Copy out the full set of records. Keep every word the same.

(Available data begins)

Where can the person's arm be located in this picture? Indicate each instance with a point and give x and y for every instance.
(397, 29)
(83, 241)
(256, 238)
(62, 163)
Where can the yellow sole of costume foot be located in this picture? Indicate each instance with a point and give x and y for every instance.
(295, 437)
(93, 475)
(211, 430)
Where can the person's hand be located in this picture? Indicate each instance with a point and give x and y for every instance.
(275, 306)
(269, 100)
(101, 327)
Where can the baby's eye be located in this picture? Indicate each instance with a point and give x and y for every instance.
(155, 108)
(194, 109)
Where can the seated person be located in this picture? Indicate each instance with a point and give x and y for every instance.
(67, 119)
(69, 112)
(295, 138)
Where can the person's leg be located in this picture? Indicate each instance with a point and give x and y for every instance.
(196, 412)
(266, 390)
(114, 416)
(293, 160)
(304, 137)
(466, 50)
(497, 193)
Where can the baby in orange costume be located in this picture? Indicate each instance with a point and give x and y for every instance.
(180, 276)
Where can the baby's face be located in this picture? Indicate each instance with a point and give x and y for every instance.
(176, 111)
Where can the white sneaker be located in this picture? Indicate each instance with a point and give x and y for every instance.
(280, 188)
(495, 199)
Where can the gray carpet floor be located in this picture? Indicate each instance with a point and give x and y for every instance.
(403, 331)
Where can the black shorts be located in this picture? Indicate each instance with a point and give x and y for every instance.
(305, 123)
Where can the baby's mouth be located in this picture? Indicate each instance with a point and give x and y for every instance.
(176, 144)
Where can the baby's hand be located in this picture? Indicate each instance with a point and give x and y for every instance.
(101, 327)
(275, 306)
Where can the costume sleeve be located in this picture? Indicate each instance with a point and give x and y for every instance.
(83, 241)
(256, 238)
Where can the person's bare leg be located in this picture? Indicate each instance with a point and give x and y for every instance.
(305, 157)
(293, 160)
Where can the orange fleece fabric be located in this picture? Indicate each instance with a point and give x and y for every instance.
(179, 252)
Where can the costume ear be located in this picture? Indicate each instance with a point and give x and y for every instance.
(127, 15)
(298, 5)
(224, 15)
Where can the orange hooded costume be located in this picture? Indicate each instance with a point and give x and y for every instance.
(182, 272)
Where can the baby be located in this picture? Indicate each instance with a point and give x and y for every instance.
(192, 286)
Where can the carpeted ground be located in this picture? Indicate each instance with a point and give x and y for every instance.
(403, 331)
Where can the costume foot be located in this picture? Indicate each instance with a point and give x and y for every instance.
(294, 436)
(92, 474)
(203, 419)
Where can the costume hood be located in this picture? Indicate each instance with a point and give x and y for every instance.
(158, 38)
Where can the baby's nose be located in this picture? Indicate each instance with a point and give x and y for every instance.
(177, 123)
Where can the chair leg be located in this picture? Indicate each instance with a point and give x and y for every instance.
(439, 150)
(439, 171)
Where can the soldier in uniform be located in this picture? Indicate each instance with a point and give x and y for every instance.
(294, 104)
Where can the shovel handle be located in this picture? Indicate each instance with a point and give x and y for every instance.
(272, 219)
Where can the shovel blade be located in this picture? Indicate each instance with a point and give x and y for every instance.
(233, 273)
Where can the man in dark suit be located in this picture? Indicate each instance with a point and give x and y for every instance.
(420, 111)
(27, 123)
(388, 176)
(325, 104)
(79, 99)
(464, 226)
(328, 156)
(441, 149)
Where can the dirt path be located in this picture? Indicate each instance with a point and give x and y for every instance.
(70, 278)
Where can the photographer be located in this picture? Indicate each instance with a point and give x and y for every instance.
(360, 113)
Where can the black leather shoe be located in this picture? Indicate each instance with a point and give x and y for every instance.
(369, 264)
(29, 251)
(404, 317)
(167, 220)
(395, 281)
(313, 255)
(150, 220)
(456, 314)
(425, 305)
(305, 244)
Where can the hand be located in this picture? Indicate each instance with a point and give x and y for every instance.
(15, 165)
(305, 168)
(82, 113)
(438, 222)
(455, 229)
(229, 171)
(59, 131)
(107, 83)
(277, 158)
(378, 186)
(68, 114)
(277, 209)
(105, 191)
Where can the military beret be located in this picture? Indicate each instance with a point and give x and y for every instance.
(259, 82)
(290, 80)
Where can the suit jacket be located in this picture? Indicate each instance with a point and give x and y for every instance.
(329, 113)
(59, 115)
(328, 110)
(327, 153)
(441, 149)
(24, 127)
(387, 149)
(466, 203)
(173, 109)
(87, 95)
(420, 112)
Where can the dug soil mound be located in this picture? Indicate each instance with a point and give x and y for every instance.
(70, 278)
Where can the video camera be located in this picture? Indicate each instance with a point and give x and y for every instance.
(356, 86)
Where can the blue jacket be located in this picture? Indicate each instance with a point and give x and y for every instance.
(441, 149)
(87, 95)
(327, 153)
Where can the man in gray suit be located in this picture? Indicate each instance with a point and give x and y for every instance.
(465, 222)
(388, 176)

(Available data ends)

**Written response:**
Where can the person's arm be located in this picture? Indicate each instance with a point and give x and y for every instance.
(397, 29)
(83, 241)
(256, 238)
(62, 163)
Where can the yellow sole of costume foot be located in this picture? Indicate each instance with a point and give x and y for every instance.
(295, 437)
(93, 475)
(211, 430)
Where can the person's hand be located in this picture? Indicate each instance with a point and give x and y for every instance.
(275, 306)
(269, 100)
(101, 327)
Where can the baby's eye be located in this picture? Indicate each instance with a point and give x and y for every instance.
(155, 108)
(194, 109)
Where can the seated person be located in this picture? Indicate each instance with a point and give x and y for every instance.
(67, 119)
(69, 112)
(295, 138)
Where can the person's leg be located in this picture? Indicate each instance with a point and give x and y for every instance.
(196, 412)
(266, 390)
(114, 416)
(293, 160)
(304, 137)
(466, 50)
(497, 193)
Where can the baby in orange costume be located in this picture? Indicate each instance with a point and give x and y for every instance.
(180, 276)
Where can the baby's face be located in this picture? Indicate each instance with a point and give x and y for every instance.
(176, 111)
Where can the white sneaker be located in this picture? Indicate each instance with a point and give x and y for every instance.
(280, 188)
(495, 199)
Where can the gray carpet floor be located in this picture? Indicate each instance with a point and give x and y for every instance.
(403, 331)
Where can the black shorts be located in this picture? Indicate each instance with a point and give x and y for every instance.
(305, 123)
Where can the baby's mouth be located in this picture? Indicate each instance with a point and give x and y for every instance.
(176, 144)
Where can the baby's hand be located in this picture? Indicate each instance with a point and give x and y for every instance.
(101, 327)
(275, 306)
Where can the costume sleeve be located in this picture? Indicate each instance with a point and give x and y for every instance.
(83, 241)
(256, 238)
Where can the person's bare leg be located in this picture? Indicate each instance with a point and give x and y for every instance.
(305, 157)
(293, 160)
Where can the orange fleece fabric be located in this picture? Indicate each instance with a point and give x and y for every instance.
(179, 252)
Where can the costume ear be located in this picture? Indicate each instance with a point and give x and y for every instance.
(127, 15)
(298, 5)
(224, 15)
Where can the orange hooded costume be located in this picture? Indicate each instance with a point and give x and y for every instance.
(182, 272)
Where can the baby be located in this picture? Indicate each instance with a point and give x and y for every instance.
(192, 286)
Where can the carpeted ground be located in this picture? Indicate each instance with a point and give x and y for every instance.
(403, 331)
Where can the costume foot be located in this picture? Indicate each instance with a point and give x and y for every instance.
(294, 436)
(92, 474)
(203, 419)
Where can the costume hood be located in this picture? Indicate each instance with a point and give x and y for every instance.
(158, 38)
Where can the baby's nose be located in this picture? Indicate each instance with a point and give x and y for every instance.
(177, 123)
Where can the chair leg be located in this picture? Indicate each instance with a point and give x and y for every instance.
(439, 150)
(439, 171)
Where can the soldier in uniform be located in this picture? Indicate each instance with a point and give x and y for every instance.
(294, 104)
Where can the shovel handle be located in this picture? Indicate each instance with a point and give x and y for every instance.
(272, 219)
Where can the shovel blade be located in this picture? Indicate each instance with a point and give x and y for every instance.
(233, 273)
Where can the man in dark suit be located in this picture? Indicate each instance with a point and give x and y for every instance.
(420, 111)
(27, 123)
(388, 176)
(325, 104)
(79, 99)
(464, 226)
(328, 156)
(441, 149)
Where can the dirt path be located in this picture? Indicate each instance with a point and give x and y for every instance.
(70, 278)
Where can the photographer be located in this picture? Indicate each instance with a point and give x and y for every instance.
(360, 113)
Where can the black leather shoe be located in this picture? Indicate each instance with a point and give x and y for every instance.
(369, 264)
(29, 251)
(404, 317)
(167, 220)
(395, 281)
(313, 255)
(150, 220)
(456, 314)
(425, 305)
(305, 244)
Where can the hand be located in this picture? Indicate each instance with a point and give x and y for every instance.
(15, 165)
(305, 168)
(82, 113)
(438, 222)
(455, 229)
(229, 171)
(59, 131)
(107, 83)
(277, 158)
(378, 186)
(68, 114)
(277, 209)
(105, 191)
Where can the military beret be located in this picture? Indicate each instance with a point and give x and y for every instance.
(259, 82)
(290, 80)
Where can the suit jacket be located in this picture? Indicate each instance with a point and give x and y for every instance.
(329, 113)
(59, 115)
(328, 110)
(327, 153)
(441, 149)
(24, 127)
(387, 149)
(466, 203)
(173, 109)
(87, 95)
(420, 112)
Where can the dug soil mound be located in this picture? Indicate each instance with a point and give x and y for every instance.
(70, 278)
Where can the video camera be located in this picture? Indicate each instance with a point and give x and y for every instance.
(356, 86)
Where can the blue jacket be located in this picture? Indicate each instance with a point and give x and y for every instance.
(441, 149)
(87, 95)
(327, 153)
Where can the man in gray suit be located in this picture? Indicate each instance with a point and give x and y for every instance.
(465, 222)
(388, 176)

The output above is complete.